━━ PROVIDED DATA ━━

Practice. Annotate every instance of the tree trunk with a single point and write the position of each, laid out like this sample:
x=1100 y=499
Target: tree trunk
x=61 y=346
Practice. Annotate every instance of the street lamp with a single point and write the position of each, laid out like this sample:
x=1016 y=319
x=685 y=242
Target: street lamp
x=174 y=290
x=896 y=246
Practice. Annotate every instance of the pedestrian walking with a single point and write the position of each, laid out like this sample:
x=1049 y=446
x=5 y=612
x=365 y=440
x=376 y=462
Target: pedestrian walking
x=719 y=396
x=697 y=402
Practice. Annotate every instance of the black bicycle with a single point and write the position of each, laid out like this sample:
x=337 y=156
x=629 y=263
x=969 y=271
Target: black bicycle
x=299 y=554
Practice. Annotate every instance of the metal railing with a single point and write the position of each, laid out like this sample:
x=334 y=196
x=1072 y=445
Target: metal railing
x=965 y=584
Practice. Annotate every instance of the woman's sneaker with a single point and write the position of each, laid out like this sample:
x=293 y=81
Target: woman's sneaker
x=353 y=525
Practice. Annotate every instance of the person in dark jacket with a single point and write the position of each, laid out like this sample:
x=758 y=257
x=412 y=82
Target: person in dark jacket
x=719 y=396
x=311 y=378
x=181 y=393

━━━

_PROMPT_: Copy out the listing above, word for word, from the line that contains "Practice. Annotate every instance of the metal" through the end of the listing, including both of those lines.

_ANSWER TO THIS EXERCISE_:
Practice. Annotate every instance of the metal railing with a single point and write the position of each, laid out like this sample:
x=334 y=196
x=1072 y=445
Target: metal railing
x=965 y=584
Practice. Annotate every instance of the woman's sneaker with a single point and write the position of each, laid out like this sample:
x=293 y=81
Target: woman's sneaker
x=353 y=525
Practice. Annotate every instance of the person in dark jacket with a single point and write the position of each, laid out like this sample:
x=758 y=257
x=412 y=82
Target: person in dark jacket
x=719 y=396
x=311 y=378
x=181 y=393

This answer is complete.